> [What is being asked]:
Look through the data below and work out how many lines hold "cabinet"; state only the number.

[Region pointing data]
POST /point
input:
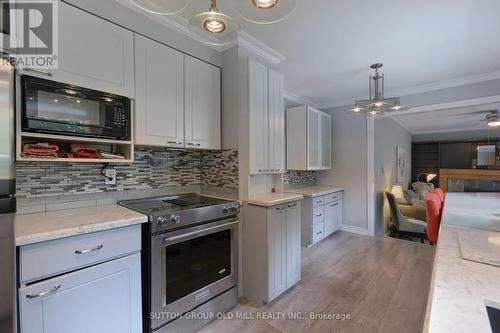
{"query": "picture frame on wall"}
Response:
(401, 164)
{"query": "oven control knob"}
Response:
(162, 221)
(176, 219)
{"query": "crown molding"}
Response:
(181, 25)
(299, 100)
(259, 48)
(457, 82)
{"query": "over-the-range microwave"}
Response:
(57, 108)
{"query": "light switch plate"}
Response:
(112, 174)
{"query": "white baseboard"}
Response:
(354, 229)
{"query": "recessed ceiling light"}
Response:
(264, 4)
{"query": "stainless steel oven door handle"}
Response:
(92, 249)
(193, 234)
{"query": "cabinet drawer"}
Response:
(319, 201)
(99, 299)
(318, 214)
(318, 232)
(49, 258)
(333, 197)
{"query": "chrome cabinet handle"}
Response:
(44, 293)
(92, 249)
(28, 69)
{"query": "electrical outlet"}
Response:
(111, 173)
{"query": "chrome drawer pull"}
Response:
(44, 293)
(28, 69)
(92, 249)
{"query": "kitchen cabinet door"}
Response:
(276, 123)
(277, 252)
(293, 244)
(159, 105)
(202, 104)
(258, 100)
(326, 141)
(99, 299)
(93, 53)
(313, 139)
(333, 217)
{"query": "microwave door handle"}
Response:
(194, 234)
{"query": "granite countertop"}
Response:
(460, 288)
(315, 191)
(273, 199)
(45, 226)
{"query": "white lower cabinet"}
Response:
(271, 255)
(321, 217)
(102, 298)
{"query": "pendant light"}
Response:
(377, 102)
(161, 7)
(264, 11)
(214, 27)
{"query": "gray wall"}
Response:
(348, 164)
(388, 135)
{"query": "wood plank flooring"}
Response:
(381, 282)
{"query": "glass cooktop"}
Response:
(166, 205)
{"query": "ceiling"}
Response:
(450, 120)
(329, 44)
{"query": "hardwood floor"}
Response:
(381, 283)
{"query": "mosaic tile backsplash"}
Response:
(154, 168)
(299, 177)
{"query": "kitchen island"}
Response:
(460, 289)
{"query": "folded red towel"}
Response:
(40, 150)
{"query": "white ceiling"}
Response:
(450, 120)
(329, 44)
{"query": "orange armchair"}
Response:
(433, 206)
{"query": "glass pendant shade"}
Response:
(264, 11)
(213, 27)
(377, 103)
(161, 7)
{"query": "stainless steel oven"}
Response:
(191, 266)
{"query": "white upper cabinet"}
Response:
(159, 105)
(93, 53)
(326, 140)
(177, 98)
(276, 122)
(202, 104)
(266, 119)
(308, 139)
(258, 100)
(313, 152)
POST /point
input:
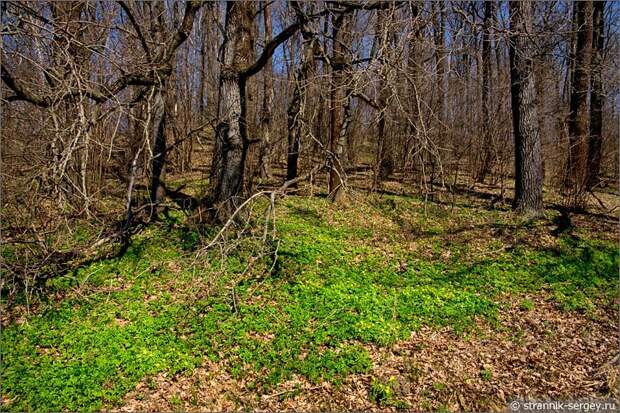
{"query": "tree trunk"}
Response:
(296, 114)
(528, 163)
(596, 96)
(578, 117)
(487, 141)
(340, 101)
(231, 138)
(383, 40)
(159, 146)
(264, 158)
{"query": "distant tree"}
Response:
(340, 99)
(576, 173)
(597, 97)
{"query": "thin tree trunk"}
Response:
(487, 142)
(340, 101)
(264, 158)
(159, 147)
(597, 98)
(296, 114)
(578, 117)
(528, 163)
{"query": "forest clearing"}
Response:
(309, 206)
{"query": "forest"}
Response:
(330, 205)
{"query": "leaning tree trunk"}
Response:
(596, 97)
(340, 102)
(578, 117)
(528, 162)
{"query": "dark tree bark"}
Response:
(384, 163)
(487, 141)
(297, 108)
(340, 101)
(231, 138)
(158, 161)
(528, 163)
(231, 145)
(264, 158)
(440, 61)
(597, 98)
(578, 105)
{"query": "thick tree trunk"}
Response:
(597, 98)
(340, 101)
(528, 164)
(487, 141)
(231, 138)
(578, 117)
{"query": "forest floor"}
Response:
(385, 302)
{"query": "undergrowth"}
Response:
(345, 277)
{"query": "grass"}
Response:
(345, 277)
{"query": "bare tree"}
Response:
(597, 96)
(528, 163)
(576, 173)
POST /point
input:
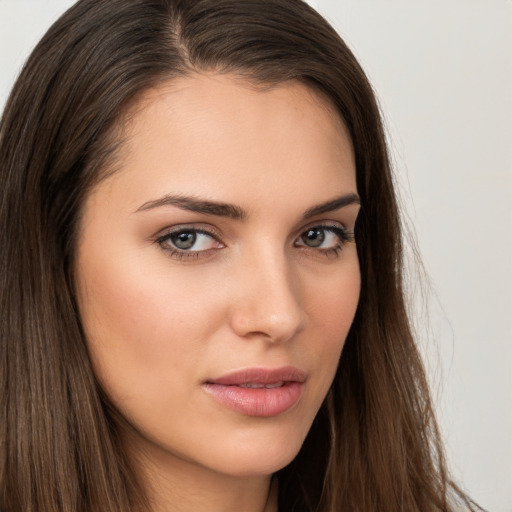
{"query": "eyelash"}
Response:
(344, 235)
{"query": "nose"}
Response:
(268, 303)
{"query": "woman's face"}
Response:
(217, 277)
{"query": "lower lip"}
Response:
(262, 402)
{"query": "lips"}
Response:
(258, 391)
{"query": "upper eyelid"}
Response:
(213, 232)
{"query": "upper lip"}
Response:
(260, 376)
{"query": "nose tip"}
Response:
(270, 308)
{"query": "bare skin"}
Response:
(174, 295)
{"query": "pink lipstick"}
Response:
(258, 391)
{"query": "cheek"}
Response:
(332, 309)
(141, 322)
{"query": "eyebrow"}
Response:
(232, 211)
(197, 205)
(333, 204)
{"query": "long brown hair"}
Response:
(374, 445)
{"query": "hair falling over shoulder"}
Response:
(374, 446)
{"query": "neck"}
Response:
(177, 485)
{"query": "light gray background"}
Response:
(442, 70)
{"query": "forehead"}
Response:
(219, 134)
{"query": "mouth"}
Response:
(258, 392)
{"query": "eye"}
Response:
(325, 238)
(188, 242)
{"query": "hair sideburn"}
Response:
(374, 445)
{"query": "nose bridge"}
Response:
(269, 302)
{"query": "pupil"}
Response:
(184, 240)
(314, 237)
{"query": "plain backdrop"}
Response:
(442, 70)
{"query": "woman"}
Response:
(192, 319)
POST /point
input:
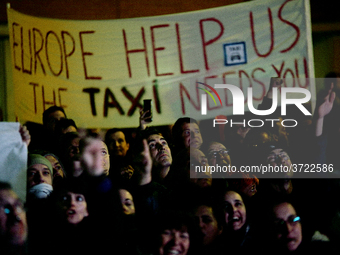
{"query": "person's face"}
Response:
(278, 157)
(236, 216)
(174, 241)
(287, 226)
(57, 169)
(105, 158)
(74, 207)
(250, 190)
(13, 224)
(159, 150)
(53, 118)
(127, 202)
(118, 145)
(37, 174)
(218, 154)
(73, 148)
(202, 179)
(191, 135)
(69, 129)
(127, 171)
(208, 224)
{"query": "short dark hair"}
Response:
(5, 185)
(48, 111)
(112, 131)
(177, 130)
(151, 131)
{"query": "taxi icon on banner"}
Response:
(235, 53)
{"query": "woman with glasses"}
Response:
(239, 233)
(285, 235)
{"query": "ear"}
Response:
(220, 229)
(275, 138)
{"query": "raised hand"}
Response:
(275, 82)
(143, 163)
(25, 135)
(143, 120)
(90, 158)
(327, 104)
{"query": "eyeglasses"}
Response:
(9, 209)
(292, 221)
(277, 158)
(220, 153)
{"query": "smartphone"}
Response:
(148, 107)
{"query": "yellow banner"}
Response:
(101, 70)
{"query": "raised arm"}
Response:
(323, 109)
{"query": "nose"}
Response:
(160, 146)
(201, 224)
(14, 215)
(288, 228)
(39, 178)
(176, 239)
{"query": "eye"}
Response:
(186, 132)
(30, 173)
(80, 198)
(238, 204)
(128, 203)
(167, 232)
(207, 220)
(184, 235)
(152, 145)
(46, 173)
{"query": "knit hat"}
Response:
(34, 159)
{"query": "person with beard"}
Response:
(13, 222)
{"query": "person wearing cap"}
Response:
(39, 170)
(13, 222)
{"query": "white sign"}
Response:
(101, 70)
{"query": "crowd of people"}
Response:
(138, 191)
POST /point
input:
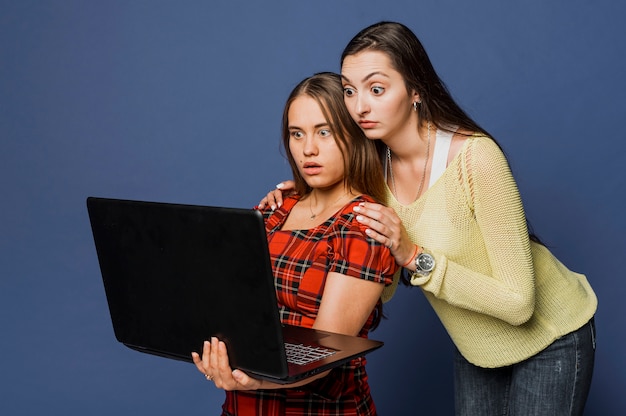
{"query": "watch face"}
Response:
(425, 262)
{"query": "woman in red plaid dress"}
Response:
(328, 273)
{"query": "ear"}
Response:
(416, 97)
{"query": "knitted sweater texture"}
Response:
(501, 297)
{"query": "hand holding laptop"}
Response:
(215, 366)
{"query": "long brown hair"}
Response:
(363, 171)
(409, 58)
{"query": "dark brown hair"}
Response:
(409, 58)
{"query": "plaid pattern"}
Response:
(301, 260)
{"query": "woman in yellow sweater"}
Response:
(521, 321)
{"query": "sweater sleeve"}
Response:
(494, 274)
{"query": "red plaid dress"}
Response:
(301, 260)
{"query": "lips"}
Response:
(311, 168)
(367, 124)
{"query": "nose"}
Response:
(310, 146)
(361, 104)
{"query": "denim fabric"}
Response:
(554, 382)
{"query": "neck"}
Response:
(321, 201)
(411, 145)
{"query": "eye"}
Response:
(297, 134)
(326, 133)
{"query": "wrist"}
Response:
(411, 259)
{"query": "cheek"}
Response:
(350, 106)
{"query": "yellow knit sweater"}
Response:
(501, 297)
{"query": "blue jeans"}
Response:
(553, 382)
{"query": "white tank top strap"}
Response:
(440, 155)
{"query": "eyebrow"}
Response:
(317, 126)
(368, 76)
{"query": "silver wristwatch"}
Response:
(424, 264)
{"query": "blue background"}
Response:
(180, 101)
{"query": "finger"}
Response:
(263, 203)
(225, 371)
(244, 381)
(382, 239)
(197, 361)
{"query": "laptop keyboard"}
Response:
(303, 354)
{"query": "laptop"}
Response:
(175, 275)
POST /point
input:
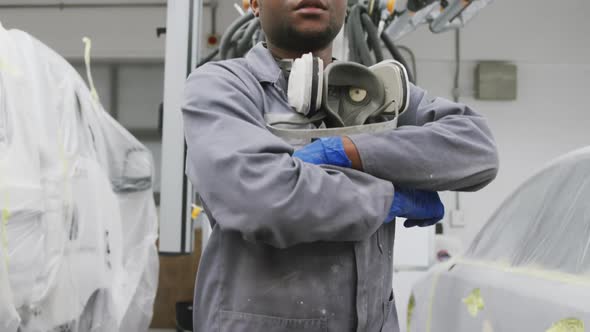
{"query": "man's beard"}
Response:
(288, 38)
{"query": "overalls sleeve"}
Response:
(251, 184)
(440, 145)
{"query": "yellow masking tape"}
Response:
(87, 48)
(567, 325)
(474, 302)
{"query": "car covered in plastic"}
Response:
(78, 222)
(528, 269)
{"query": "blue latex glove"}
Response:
(420, 208)
(324, 151)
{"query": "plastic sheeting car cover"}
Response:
(78, 222)
(529, 267)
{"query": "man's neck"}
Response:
(325, 54)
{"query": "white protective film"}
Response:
(78, 224)
(529, 267)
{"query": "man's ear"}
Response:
(255, 7)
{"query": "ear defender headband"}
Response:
(306, 83)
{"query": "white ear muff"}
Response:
(305, 84)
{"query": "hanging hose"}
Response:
(358, 48)
(373, 36)
(246, 42)
(226, 40)
(396, 54)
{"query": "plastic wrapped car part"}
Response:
(528, 269)
(76, 200)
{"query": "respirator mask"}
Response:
(344, 98)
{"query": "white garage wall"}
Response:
(549, 43)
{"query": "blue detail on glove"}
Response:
(420, 208)
(324, 151)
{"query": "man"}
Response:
(304, 242)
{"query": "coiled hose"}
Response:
(368, 51)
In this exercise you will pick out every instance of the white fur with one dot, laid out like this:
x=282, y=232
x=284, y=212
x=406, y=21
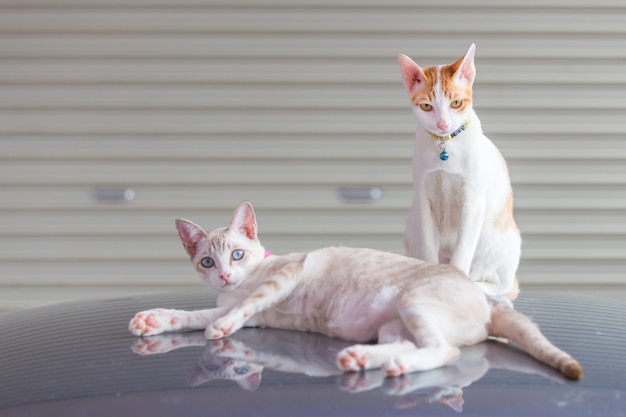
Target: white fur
x=419, y=313
x=457, y=203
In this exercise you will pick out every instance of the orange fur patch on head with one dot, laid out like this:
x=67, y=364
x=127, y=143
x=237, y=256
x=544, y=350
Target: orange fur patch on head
x=448, y=77
x=427, y=91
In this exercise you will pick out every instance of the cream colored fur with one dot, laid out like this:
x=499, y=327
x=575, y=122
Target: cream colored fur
x=419, y=313
x=462, y=210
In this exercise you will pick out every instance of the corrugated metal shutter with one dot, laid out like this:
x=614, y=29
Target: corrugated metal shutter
x=196, y=105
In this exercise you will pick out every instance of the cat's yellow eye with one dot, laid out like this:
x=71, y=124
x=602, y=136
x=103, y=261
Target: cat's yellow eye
x=207, y=262
x=426, y=106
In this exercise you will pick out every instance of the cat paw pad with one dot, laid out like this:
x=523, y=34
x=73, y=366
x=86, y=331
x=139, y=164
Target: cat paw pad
x=352, y=359
x=151, y=322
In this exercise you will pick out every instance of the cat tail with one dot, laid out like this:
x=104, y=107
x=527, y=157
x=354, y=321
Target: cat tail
x=511, y=324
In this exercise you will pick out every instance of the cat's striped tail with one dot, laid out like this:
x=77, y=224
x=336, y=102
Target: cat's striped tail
x=515, y=326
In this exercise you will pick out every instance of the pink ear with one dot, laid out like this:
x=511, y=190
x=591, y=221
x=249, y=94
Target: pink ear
x=244, y=220
x=191, y=235
x=412, y=74
x=465, y=71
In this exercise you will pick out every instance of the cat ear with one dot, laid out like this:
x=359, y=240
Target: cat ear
x=191, y=235
x=244, y=220
x=412, y=74
x=464, y=69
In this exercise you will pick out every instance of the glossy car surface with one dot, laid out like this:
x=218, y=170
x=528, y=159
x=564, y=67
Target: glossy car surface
x=79, y=359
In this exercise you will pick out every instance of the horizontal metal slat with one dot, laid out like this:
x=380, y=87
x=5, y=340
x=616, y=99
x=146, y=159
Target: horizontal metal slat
x=366, y=219
x=560, y=197
x=564, y=46
x=312, y=20
x=290, y=70
x=305, y=4
x=153, y=274
x=114, y=248
x=299, y=146
x=305, y=97
x=351, y=173
x=594, y=123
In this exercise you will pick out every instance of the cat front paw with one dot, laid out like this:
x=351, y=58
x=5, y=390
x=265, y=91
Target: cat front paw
x=152, y=322
x=353, y=359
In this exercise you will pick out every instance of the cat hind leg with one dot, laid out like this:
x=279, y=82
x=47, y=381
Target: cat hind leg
x=392, y=341
x=422, y=359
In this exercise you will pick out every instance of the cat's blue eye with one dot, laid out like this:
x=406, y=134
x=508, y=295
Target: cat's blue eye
x=207, y=262
x=241, y=370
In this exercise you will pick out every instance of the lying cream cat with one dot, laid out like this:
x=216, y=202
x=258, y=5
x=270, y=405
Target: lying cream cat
x=462, y=212
x=243, y=356
x=420, y=313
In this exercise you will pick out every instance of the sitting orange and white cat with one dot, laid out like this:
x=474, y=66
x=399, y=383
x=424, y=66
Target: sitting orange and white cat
x=462, y=211
x=418, y=312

> [Expected output]:
5